§ SHORT EXERCISE 1: In the charter school discussion, how much longer is the school day at the Performing Arts Charter school?
§ SHORT EXERCISE 2: Please copy the listing, starting at the line that has "Goal: Detect the man's face" and stopping after the line that has "xmin=304 ymin=39 xmax=640 ymax=359".

§ SOURCE EXTRACT:
——————
Re: Creating smarter Belgian riders



R

Robert Chung

Guest
Ryan Cousineau wrote:

> If I sound like a big fan of charter schools, it's because I am.
> If their only purpose is to self-select for parents who actively
> want their kids to get a better-than-average education, that
> might be enough.


Not if those schools did a poorer job.
http://www.ncspe.org/publications_files/OP111.pdf
 
Robert Chung wrote:
> Ryan Cousineau wrote:
>
> > If I sound like a big fan of charter schools, it's because I am.
> > If their only purpose is to self-select for parents who actively
> > want their kids to get a better-than-average education, that
> > might be enough.

>
> Not if those schools did a poorer job.
> http://www.ncspe.org/publications_files/OP111.pdf


Thanks for putting that up. Our youngest son is going to be part of
the ongoing math study when he starts at the Performing Arts Charter
school his sister is at. They use a two track approach to teaching
math. One traditional, and one built around applied math and problem
solving. This seems to work well for them, but they are putting out
very few hard science/math types. They put about 90% of their kids in
college and I'd guess that 80% of those are in BA programs not BS
courses. Needless to say that the Verbal/language scores are a lot
higher than the math, but that's because that's what these kids are
into and it's emphasised.
They also have a 2 hour longer school day so they can work in all the
Performance and Arts courses, along with having to work shows and
events outside typical school hours during the year also.
Gives a lot of kids who would do poorly in a normal HS environment a
place to really thrive. If they want to do the Arts stuff they have to
do the academics and it works. They make kids redo work until they
understand it. Not just pass a test but they have to demonstrate
understanding of the lesson to pass. This works because older students
are required to do monitored mentoring and tutoring etc, to graduate,
along with staff being incredibly committed to the kids. Seems to work
really well overall.
Bill C
 
Bill C wrote:

> Gives a lot of kids who would do poorly in a normal HS environment a
> place to really thrive. If they want to do the Arts stuff they have to
> do the academics and it works. They make kids redo work until they
> understand it. Not just pass a test but they have to demonstrate
> understanding of the lesson to pass. This works because older students
> are required to do monitored mentoring and tutoring etc, to graduate,
> along with staff being incredibly committed to the kids. Seems to work
> really well overall.


http://207.70.82.73/ra/special/bonus/grantmakers.ram
 
Tom Kunich wrote:
> Robert, do you REALLY believe that bunk?


I believe that there are several facets to school quality, and that one of
them is to see how much its students improve.
 
Building a case by claiming that they're "controlling" for unknowns
such as what a student would do somewhere else doesn't strike you as
being just the slightest bit, er, un-discerning?
 
Tom Kunich wrote:
> Building a case by claiming that they're "controlling" for unknowns
> such as what a student would do somewhere else doesn't strike you as
> being just the slightest bit, er, un-discerning?


Oh, that's what you meant. It's certainly not perfect, but we don't
usually get a chance to run natural experiments in real life so
observational controls are often the best we can do. This happens to be
the reason why almost all of the really interesting statistical
innovations over the last couple of decades have come in areas where we
can't run randomized experiments. And, in a deeper sense, trying to figure
out how a student would do somewhere else (or in a different teaching
system) is exactly the question we should be trying to answer before we
pass new policy.
——————
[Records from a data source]
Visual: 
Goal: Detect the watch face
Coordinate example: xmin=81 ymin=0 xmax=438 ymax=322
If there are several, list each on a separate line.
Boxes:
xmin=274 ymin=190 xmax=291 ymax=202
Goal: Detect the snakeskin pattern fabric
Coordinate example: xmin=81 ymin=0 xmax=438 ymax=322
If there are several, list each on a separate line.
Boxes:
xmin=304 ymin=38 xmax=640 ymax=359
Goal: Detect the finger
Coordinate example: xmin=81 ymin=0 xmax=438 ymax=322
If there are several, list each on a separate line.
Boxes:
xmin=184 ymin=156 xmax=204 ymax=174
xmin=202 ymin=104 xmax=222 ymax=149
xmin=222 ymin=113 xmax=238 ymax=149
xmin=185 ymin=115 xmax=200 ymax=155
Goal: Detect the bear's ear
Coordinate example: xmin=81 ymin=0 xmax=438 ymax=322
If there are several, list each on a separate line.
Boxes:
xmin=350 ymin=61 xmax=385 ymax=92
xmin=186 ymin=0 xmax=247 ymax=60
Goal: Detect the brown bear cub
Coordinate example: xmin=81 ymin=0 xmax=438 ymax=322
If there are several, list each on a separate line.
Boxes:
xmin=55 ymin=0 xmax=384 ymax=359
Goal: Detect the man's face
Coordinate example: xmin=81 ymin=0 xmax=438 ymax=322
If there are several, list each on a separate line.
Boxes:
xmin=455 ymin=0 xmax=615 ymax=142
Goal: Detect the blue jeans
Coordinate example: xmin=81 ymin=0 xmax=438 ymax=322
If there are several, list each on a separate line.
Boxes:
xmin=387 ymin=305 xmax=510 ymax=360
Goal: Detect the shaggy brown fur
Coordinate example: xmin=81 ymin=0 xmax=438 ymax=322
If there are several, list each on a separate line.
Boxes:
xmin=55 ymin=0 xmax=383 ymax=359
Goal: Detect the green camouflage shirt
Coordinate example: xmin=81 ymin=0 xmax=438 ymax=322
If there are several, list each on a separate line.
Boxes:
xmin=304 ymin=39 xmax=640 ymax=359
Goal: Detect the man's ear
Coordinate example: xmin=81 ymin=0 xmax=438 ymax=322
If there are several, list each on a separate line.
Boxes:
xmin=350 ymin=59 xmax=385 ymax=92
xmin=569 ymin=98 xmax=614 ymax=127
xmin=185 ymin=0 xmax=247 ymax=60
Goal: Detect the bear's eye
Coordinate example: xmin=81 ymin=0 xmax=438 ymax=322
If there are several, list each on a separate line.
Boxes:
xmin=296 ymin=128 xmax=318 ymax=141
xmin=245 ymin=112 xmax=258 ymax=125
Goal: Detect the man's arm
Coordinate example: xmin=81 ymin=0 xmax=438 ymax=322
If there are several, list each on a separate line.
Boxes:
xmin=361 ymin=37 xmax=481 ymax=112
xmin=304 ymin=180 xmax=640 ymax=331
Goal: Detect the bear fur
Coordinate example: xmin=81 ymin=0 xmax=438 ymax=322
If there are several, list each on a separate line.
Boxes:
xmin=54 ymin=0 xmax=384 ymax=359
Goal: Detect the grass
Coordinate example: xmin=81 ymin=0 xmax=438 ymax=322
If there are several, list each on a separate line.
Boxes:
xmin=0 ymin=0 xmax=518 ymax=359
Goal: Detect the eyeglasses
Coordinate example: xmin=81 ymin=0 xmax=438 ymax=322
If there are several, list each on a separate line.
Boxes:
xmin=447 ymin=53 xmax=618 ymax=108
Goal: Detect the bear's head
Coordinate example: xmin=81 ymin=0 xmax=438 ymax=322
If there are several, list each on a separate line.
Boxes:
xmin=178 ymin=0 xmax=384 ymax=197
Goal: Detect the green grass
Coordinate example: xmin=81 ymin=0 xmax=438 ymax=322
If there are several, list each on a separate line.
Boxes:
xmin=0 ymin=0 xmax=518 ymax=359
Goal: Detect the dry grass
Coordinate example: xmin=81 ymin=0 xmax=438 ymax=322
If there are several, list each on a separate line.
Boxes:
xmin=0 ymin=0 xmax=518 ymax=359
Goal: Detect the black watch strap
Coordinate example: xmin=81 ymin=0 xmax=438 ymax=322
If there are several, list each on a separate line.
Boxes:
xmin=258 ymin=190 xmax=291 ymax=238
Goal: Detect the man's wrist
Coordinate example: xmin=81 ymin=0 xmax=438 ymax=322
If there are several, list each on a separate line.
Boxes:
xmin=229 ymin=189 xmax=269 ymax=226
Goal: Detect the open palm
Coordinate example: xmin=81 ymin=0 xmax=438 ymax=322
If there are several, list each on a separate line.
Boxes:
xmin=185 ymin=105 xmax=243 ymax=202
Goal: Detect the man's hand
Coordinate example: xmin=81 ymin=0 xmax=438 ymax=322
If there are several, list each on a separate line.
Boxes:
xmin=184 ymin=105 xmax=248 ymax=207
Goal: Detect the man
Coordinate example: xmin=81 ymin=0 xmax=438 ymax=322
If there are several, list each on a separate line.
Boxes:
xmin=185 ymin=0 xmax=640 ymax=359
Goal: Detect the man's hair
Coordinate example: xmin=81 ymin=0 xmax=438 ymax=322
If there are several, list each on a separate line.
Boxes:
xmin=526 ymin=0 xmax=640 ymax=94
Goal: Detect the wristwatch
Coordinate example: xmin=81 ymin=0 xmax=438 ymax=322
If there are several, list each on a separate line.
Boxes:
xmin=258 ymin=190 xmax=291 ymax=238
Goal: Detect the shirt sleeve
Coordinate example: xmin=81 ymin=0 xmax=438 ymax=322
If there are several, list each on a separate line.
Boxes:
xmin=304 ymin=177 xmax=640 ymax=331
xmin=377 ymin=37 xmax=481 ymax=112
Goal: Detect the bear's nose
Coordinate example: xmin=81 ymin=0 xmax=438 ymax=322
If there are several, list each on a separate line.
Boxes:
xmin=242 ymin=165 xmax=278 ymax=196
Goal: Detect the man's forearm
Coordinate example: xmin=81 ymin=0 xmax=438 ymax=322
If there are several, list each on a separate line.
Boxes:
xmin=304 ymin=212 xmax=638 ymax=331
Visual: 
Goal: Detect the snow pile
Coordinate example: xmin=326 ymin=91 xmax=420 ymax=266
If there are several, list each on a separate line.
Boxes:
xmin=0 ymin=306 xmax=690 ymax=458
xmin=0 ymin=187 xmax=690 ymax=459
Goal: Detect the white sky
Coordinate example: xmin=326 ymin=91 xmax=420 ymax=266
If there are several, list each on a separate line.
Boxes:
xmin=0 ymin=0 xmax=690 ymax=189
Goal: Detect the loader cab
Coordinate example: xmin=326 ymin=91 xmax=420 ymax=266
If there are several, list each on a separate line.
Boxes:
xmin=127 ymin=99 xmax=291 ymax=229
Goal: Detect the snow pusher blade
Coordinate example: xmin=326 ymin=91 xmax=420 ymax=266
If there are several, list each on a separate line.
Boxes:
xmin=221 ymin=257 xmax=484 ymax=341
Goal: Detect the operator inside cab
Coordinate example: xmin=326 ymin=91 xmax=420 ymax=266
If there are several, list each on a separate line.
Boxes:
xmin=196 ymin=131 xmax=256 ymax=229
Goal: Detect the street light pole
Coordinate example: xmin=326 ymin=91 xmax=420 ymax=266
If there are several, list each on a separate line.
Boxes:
——————
§ PROBLEM SOLUTION 1: Two hours longer.

§ PROBLEM SOLUTION 2:
Goal: Detect the man's face
Coordinate example: xmin=81 ymin=0 xmax=438 ymax=322
If there are several, list each on a separate line.
Boxes:
xmin=455 ymin=0 xmax=615 ymax=142
Goal: Detect the blue jeans
Coordinate example: xmin=81 ymin=0 xmax=438 ymax=322
If there are several, list each on a separate line.
Boxes:
xmin=387 ymin=305 xmax=510 ymax=360
Goal: Detect the shaggy brown fur
Coordinate example: xmin=81 ymin=0 xmax=438 ymax=322
If there are several, list each on a separate line.
Boxes:
xmin=55 ymin=0 xmax=383 ymax=359
Goal: Detect the green camouflage shirt
Coordinate example: xmin=81 ymin=0 xmax=438 ymax=322
If there are several, list each on a separate line.
Boxes:
xmin=304 ymin=39 xmax=640 ymax=359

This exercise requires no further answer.